→ TASK REQUIREMENTS: From the passage on bicarbonate dosing and alkalinity, write out word for word the stretch that begins at "Everyone has baking" and stops after "bicarbonate does not.".

[SOURCE DOCUMENT — start]

It is both exactly theoretically and experimentally accurate to say that bicarbonate dosing lowers pH a small amount when first dosed.

I've tried it, and published the results long ago, and anyone challenging me should simply try it themselves.

Everyone has baking soda in their home. It should not take more than 2 minutes to try if you have a pH meter.


From it:

Alkalinity Supplements​

One of the most common issues that reefkeepers face involves supplementing alkalinity while maintaining a reasonable pH. Alkalinity supplements impact pH in a variety of ways. One of these ways is the immediate altering of the pH. Different alkalinity supplements have different immediate impacts on pH, as most reefkeepers are aware. This impact is why, for example, limewater needs to be added slowly to a tank but sodium bicarbonate does not.

For this discussion, let’s presume that we want to supplement the carbonate alkalinity of a reef tank. That is, in the end we want to increase the bicarbonate and carbonate levels in the tank. There are a variety of ways to achieve this end, and these different ways have different immediate impacts on pH. Three of these ways (and combinations thereof) are fairly common in reefkeeping. These ways are addition of bicarbonate, carbonate, and hydroxide. In a reef tank that is permitted to equilibrate its total CO2 levels with the atmosphere, these additions all end up with the same final pH. That is, it is only the amount of alkalinity added that determines the final pH, not the nature of the additive itself.

[SOURCE DOCUMENT — finish]
[EXTRACTED MATERIAL — start]

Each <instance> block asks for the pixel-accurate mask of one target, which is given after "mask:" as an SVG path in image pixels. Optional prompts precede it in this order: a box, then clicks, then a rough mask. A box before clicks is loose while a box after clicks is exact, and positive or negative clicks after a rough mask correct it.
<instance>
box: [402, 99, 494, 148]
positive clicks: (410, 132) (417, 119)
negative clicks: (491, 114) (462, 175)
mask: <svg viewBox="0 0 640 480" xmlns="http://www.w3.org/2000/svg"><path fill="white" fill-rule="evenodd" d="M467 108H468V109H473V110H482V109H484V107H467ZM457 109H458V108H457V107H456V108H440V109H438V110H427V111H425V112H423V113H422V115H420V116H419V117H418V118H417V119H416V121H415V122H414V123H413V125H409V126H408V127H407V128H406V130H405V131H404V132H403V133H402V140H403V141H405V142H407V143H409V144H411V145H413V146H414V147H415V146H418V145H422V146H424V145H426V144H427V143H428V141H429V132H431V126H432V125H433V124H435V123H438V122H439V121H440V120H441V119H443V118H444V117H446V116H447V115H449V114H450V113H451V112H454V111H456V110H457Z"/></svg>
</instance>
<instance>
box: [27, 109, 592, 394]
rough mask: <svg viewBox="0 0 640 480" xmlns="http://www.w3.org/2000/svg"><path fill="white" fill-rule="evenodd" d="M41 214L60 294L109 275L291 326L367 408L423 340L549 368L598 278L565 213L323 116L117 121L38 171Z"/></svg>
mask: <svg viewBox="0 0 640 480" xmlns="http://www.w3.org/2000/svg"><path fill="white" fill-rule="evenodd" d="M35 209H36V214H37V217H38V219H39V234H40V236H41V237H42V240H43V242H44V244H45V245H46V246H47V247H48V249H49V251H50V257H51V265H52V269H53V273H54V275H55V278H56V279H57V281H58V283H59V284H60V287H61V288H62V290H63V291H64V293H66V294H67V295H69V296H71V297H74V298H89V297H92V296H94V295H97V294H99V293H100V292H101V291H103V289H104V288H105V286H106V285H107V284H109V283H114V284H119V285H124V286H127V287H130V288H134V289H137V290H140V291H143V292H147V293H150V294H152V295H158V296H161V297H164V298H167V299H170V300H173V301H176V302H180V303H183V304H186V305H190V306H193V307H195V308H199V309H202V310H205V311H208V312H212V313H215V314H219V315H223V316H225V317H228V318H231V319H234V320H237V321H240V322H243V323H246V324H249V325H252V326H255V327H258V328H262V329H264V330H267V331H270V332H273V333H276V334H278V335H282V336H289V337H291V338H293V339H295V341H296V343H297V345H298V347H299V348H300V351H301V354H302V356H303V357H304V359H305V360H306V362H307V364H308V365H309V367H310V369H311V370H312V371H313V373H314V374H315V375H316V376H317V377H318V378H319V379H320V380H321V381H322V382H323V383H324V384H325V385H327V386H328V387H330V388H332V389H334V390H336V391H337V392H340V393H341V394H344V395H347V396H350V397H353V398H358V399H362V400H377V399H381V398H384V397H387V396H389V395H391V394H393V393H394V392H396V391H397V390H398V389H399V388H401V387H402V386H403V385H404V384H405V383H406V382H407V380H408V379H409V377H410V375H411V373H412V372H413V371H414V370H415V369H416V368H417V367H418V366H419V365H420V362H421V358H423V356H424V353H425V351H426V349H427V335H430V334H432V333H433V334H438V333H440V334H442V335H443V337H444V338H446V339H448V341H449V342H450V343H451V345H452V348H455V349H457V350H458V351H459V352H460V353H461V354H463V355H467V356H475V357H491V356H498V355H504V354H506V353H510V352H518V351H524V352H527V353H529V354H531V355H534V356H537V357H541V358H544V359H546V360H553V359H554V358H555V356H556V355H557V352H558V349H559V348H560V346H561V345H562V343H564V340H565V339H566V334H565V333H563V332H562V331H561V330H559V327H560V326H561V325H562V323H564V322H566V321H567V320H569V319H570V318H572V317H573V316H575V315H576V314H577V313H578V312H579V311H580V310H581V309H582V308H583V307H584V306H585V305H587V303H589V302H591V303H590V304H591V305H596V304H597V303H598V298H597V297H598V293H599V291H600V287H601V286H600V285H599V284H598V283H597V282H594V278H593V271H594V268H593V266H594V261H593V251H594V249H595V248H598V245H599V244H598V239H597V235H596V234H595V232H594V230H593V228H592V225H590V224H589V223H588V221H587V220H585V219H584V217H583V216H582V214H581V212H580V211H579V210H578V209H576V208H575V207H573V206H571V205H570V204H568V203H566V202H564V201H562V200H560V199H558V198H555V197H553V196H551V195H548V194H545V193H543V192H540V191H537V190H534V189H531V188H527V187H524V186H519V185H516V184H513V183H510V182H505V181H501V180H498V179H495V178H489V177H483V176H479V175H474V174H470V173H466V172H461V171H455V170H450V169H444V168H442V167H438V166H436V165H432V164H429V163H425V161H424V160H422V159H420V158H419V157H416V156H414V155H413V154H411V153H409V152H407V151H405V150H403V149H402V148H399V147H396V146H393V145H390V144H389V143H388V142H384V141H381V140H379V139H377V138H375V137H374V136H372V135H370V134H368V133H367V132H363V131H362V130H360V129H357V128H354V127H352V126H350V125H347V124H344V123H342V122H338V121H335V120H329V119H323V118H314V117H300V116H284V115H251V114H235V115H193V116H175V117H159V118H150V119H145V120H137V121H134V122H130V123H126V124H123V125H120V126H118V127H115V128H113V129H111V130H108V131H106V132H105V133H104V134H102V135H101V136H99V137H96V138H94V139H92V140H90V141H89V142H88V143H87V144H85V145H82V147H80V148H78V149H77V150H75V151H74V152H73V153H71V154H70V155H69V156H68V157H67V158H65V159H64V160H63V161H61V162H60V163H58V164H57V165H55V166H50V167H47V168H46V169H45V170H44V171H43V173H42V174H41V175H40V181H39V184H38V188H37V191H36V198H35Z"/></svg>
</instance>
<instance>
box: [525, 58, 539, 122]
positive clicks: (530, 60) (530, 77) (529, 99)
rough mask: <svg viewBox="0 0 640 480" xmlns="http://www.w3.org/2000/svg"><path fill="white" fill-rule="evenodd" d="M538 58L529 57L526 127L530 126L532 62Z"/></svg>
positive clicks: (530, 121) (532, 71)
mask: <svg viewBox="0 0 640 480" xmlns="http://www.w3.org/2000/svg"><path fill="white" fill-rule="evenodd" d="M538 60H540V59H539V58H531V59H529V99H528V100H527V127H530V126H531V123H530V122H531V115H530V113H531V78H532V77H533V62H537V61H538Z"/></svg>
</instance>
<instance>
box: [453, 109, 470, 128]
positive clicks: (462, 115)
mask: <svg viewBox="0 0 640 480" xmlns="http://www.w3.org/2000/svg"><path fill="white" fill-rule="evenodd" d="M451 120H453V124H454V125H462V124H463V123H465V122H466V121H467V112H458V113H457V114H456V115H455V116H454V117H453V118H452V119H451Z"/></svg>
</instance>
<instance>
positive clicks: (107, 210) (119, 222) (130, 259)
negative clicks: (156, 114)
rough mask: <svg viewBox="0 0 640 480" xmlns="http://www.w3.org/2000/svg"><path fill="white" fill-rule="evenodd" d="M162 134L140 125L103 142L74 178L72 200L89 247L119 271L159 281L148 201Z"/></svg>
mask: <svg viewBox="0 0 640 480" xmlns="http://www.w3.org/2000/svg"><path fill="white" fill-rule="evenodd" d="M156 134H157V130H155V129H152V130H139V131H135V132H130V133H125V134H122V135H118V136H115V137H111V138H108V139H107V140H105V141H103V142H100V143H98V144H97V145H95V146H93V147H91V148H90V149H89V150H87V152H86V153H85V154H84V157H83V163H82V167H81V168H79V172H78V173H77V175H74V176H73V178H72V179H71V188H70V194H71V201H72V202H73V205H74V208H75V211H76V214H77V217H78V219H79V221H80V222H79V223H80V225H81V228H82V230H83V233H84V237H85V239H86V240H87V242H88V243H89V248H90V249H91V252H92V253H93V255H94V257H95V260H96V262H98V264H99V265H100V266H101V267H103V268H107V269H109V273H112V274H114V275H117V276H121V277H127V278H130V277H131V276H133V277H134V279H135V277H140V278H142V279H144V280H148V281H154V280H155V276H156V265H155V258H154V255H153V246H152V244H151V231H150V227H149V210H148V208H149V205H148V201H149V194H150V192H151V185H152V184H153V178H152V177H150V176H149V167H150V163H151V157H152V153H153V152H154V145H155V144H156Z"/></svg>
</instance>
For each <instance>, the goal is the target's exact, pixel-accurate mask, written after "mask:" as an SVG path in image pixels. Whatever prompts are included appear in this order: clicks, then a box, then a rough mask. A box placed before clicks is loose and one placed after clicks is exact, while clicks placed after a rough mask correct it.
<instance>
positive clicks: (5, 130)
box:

[EXTRACTED MATERIAL — finish]

→ EXERCISE RESPONSE:
Everyone has baking soda in their home. It should not take more than 2 minutes to try if you have a pH meter.


From it:

Alkalinity Supplements​

One of the most common issues that reefkeepers face involves supplementing alkalinity while maintaining a reasonable pH. Alkalinity supplements impact pH in a variety of ways. One of these ways is the immediate altering of the pH. Different alkalinity supplements have different immediate impacts on pH, as most reefkeepers are aware. This impact is why, for example, limewater needs to be added slowly to a tank but sodium bicarbonate does not.